Lines of data
★ ★ ★ ★ ★ ★ ★
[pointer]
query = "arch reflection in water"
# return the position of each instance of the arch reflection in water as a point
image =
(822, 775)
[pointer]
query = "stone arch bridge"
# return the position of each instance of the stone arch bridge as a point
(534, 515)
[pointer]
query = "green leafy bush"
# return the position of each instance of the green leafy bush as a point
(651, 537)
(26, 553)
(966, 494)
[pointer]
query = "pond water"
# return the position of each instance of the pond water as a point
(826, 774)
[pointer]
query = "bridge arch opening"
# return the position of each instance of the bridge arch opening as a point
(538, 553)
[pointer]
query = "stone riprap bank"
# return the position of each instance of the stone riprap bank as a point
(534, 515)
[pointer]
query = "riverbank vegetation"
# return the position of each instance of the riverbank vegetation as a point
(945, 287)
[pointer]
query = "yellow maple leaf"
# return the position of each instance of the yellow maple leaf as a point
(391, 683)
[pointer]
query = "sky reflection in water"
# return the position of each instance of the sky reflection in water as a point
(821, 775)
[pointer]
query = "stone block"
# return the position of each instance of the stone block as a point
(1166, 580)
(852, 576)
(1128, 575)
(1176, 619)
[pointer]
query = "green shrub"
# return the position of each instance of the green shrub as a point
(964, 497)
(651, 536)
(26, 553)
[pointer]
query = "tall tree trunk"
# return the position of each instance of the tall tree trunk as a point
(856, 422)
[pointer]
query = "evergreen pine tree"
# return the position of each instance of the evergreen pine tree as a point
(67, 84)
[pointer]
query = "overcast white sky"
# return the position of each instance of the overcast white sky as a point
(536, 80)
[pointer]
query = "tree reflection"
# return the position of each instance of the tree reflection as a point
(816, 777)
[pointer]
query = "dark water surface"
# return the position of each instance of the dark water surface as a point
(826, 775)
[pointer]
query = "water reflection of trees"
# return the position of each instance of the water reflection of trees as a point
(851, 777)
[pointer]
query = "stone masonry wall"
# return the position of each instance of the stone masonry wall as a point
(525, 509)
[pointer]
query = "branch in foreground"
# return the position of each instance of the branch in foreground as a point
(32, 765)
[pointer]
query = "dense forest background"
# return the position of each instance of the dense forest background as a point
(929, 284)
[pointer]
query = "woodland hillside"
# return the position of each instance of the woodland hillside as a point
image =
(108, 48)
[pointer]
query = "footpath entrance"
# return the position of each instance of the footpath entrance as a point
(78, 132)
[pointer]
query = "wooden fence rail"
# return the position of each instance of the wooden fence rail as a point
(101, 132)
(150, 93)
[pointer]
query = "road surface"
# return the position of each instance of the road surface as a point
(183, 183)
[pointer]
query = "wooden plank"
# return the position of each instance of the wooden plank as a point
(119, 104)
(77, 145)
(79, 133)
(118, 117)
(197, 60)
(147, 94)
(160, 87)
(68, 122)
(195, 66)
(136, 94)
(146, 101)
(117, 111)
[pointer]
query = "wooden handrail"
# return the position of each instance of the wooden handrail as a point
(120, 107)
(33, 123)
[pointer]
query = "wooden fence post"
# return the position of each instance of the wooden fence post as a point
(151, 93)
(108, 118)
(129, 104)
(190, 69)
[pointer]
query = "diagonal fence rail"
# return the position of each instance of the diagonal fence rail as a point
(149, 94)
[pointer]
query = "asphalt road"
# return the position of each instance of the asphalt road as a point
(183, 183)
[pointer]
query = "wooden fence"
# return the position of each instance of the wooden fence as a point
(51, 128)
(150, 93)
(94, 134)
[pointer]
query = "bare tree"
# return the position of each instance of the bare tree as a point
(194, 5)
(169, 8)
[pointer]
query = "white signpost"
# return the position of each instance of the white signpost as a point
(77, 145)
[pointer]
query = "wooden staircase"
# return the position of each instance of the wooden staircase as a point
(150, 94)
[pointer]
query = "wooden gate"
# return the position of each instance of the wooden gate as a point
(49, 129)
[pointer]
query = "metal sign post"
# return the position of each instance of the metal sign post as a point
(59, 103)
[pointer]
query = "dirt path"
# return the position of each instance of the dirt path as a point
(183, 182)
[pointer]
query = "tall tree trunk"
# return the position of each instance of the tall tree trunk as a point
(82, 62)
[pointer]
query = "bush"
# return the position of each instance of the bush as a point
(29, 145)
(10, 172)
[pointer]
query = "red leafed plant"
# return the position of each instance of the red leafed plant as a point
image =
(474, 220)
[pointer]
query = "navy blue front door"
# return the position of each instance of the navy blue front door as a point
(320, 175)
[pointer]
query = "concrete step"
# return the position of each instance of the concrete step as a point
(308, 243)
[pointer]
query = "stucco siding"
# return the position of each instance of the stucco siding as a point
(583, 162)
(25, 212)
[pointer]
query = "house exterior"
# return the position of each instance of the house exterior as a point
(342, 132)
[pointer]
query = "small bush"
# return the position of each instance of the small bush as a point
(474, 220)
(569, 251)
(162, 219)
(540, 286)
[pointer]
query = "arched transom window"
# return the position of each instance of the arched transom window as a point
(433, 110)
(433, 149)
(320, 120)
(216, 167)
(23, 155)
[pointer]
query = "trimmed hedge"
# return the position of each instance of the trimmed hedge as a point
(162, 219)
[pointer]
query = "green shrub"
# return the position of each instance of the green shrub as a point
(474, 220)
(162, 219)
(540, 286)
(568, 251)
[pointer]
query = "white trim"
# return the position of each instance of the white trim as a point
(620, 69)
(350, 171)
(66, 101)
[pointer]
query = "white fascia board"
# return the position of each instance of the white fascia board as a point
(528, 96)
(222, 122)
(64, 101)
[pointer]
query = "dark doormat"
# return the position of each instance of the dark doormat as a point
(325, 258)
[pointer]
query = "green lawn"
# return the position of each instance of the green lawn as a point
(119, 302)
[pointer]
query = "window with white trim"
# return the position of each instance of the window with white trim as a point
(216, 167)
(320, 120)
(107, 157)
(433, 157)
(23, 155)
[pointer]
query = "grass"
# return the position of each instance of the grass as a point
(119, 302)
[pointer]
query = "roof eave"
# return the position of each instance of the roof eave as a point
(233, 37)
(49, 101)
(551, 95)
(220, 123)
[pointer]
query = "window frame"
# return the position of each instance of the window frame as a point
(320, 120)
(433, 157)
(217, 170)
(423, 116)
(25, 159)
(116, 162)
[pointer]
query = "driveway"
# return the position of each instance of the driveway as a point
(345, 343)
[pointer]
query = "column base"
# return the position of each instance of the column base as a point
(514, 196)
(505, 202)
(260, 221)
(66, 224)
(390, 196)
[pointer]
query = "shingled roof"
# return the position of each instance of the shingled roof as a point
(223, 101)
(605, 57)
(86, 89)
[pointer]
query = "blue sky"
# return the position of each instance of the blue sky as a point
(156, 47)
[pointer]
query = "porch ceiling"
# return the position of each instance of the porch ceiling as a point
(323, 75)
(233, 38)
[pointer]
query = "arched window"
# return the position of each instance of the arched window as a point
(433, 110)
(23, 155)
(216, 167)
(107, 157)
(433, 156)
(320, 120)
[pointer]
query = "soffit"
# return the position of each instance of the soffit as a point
★ ★ ★ ★ ★ ★ ★
## [Requirement]
Reproduce the data, keeping every line exactly the same.

## [Response to this exercise]
[pointer]
query = "arch reflection in water"
# return the position of each instance of the arch reflection in water as a point
image =
(822, 775)
[pointer]
query = "stone arch bridge"
# return the position of each instance of the stone arch bridge as a point
(534, 515)
[pointer]
query = "green leafy bush"
# return the position of each instance of the green leafy bush as a point
(651, 537)
(26, 553)
(966, 494)
[pointer]
query = "pond water"
# return the position of each instance of the pond water as a point
(826, 774)
[pointer]
query = "bridge arch opening"
# return the position of each instance of the bridge arch opening as a point
(538, 553)
[pointer]
query = "stone riprap bank"
# return the position of each instance of the stone riprap bank as a point
(534, 515)
[pointer]
query = "riverbank vegetation"
# return the position of each instance of the riverbank vegetation as a point
(945, 287)
[pointer]
query = "yellow maple leaf"
# return the position of each instance of the yellow maple leaf as a point
(391, 683)
[pointer]
query = "sky reflection in water"
# return the position of each instance of the sky reflection in water as a point
(821, 775)
[pointer]
query = "stone block"
# return the position of each instance of the stone block as a point
(1166, 580)
(852, 576)
(1128, 575)
(1176, 619)
[pointer]
query = "green shrub"
# return the position of each instance of the green shrub as a point
(964, 497)
(651, 536)
(26, 553)
[pointer]
query = "tall tree trunk"
# return the position of each instance of the tall tree trunk as a point
(856, 422)
[pointer]
query = "evergreen pine tree"
# return the position of each instance of the evergreen pine tree as a point
(67, 84)
[pointer]
query = "overcast white sky"
# return the position of each instance of the overcast white sky as a point
(536, 80)
[pointer]
query = "tree reflection"
# return the position of each instance of the tree reflection as a point
(816, 777)
[pointer]
query = "dark water surface"
# return the position of each instance of the dark water surface as a point
(826, 775)
[pointer]
query = "water reflection of trees"
# return the position of each instance of the water reflection of trees as a point
(851, 777)
[pointer]
query = "stone masonry wall"
# return the position of each instance of the stone masonry wall as a point
(525, 509)
[pointer]
query = "branch in foreground"
# return the position of each instance of the branch in foreground as a point
(32, 765)
[pointer]
query = "dense forest background"
# return the position of each instance of the dense forest background as a point
(929, 284)
[pointer]
query = "woodland hillside"
# return the position of each instance of the woodland hillside as a point
image =
(108, 48)
[pointer]
query = "footpath entrance"
# return the position of each instance of the footpath entrance as a point
(78, 132)
[pointer]
query = "wooden fence rail"
# return the position of each instance of the wooden fence rail as a point
(101, 132)
(150, 93)
[pointer]
query = "road surface"
# return the position of each instance of the road surface as a point
(183, 183)
[pointer]
query = "wooden plank"
# return the position of each instance of the wooden plank as a point
(119, 104)
(77, 145)
(79, 133)
(118, 117)
(197, 60)
(147, 94)
(160, 87)
(68, 122)
(195, 66)
(136, 94)
(146, 101)
(117, 111)
[pointer]
query = "wooden handrail"
# return the position of each instance of the wooden handrail as a point
(120, 107)
(33, 123)
[pointer]
query = "wooden fence post"
# return the position of each instance of the wooden fence post as a point
(151, 93)
(108, 118)
(129, 104)
(190, 69)
[pointer]
query = "diagonal fence rail"
# return the position of each instance of the diagonal fence rail as a point
(149, 94)
[pointer]
query = "asphalt road"
# return the position of each instance of the asphalt road as a point
(183, 183)
[pointer]
query = "wooden fence"
# return the position of each instance of the wooden fence as a point
(51, 128)
(150, 93)
(94, 134)
[pointer]
query = "bare tree"
# return the position of each instance of the bare tree as a point
(194, 5)
(169, 8)
[pointer]
query = "white signpost"
# return the position of each instance of the white signpost as a point
(77, 145)
[pointer]
query = "wooden staircase"
# return the position of each instance of the wooden staircase as a point
(150, 94)
[pointer]
query = "wooden gate"
# return the position of each instance of the wooden gate as a point
(49, 129)
[pointer]
query = "metal sign post"
# return the position of each instance of the metal sign post as a point
(59, 103)
[pointer]
query = "dirt path"
# return the position of each instance of the dirt path as a point
(183, 182)
[pointer]
query = "tall tree trunk"
# return the position of each instance of the tall tree trunk as a point
(82, 62)
[pointer]
query = "bush"
# return the position of each instance of the bush as a point
(29, 145)
(10, 172)
[pointer]
query = "red leafed plant"
# return the position of each instance of the red leafed plant as a point
image =
(474, 220)
[pointer]
query = "navy blue front door"
# return the position of each instance of the navy blue front door as a point
(320, 175)
[pointer]
query = "concrete step"
# return the position of each instance of the concrete step as a point
(308, 243)
[pointer]
query = "stucco siding"
# return the position of each instance of the stucco siding as a point
(583, 162)
(25, 212)
[pointer]
query = "house exterior"
# return the position of each instance of the house exterior as a point
(342, 132)
[pointer]
query = "small bush"
# return the position of each instance of the small bush as a point
(474, 220)
(569, 251)
(162, 219)
(540, 286)
[pointer]
query = "arched transom window"
# return the position of each instance of the arched transom window as a point
(433, 110)
(433, 149)
(320, 120)
(216, 167)
(23, 155)
[pointer]
query = "trimmed hedge"
# return the position of each instance of the trimmed hedge as a point
(162, 219)
[pointer]
query = "green shrub"
# return the position of each instance of the green shrub as a point
(474, 220)
(162, 219)
(540, 286)
(568, 251)
[pointer]
query = "white trim"
# return the position of each instance of the white trim as a point
(620, 69)
(350, 171)
(66, 101)
[pointer]
query = "white fascia board"
# return the position of each instance of the white fascia board as a point
(528, 96)
(222, 122)
(64, 101)
[pointer]
query = "dark doormat"
# return the position of each instance of the dark doormat as a point
(325, 258)
[pointer]
query = "green lawn"
# return the position of each instance of the green lawn as a point
(119, 302)
[pointer]
query = "window with white trim"
# return the position of each instance of the window with white trim as a point
(216, 167)
(320, 120)
(107, 157)
(433, 157)
(23, 155)
[pointer]
query = "grass"
# return the position of each instance of the grass as a point
(119, 302)
[pointer]
query = "roof eave"
# return the position of each instance of the roof eave as a point
(233, 37)
(49, 101)
(551, 95)
(220, 123)
[pointer]
query = "window frame"
# return the position of each instance of the window frame as a point
(320, 120)
(433, 157)
(217, 170)
(423, 116)
(25, 159)
(116, 162)
[pointer]
query = "driveway"
# return the position of each instance of the driveway as a point
(345, 343)
[pointer]
query = "column base"
# return the position of each instance of the column base as a point
(514, 196)
(505, 202)
(260, 221)
(66, 224)
(390, 196)
[pointer]
query = "shingled roof"
# return the position of each instance of the shingled roof as a point
(223, 101)
(605, 57)
(86, 89)
[pointer]
query = "blue sky"
# return the position of each instance of the blue sky as a point
(156, 47)
[pointer]
query = "porch ceiling"
# return the position of each instance of the porch ceiling as a point
(323, 75)
(233, 38)
[pointer]
query = "arched window"
# return the position of each instance of the arched window as a point
(433, 110)
(23, 155)
(216, 167)
(107, 157)
(433, 156)
(320, 120)
[pointer]
query = "soffit"
# return the position of each instance of the soffit as a point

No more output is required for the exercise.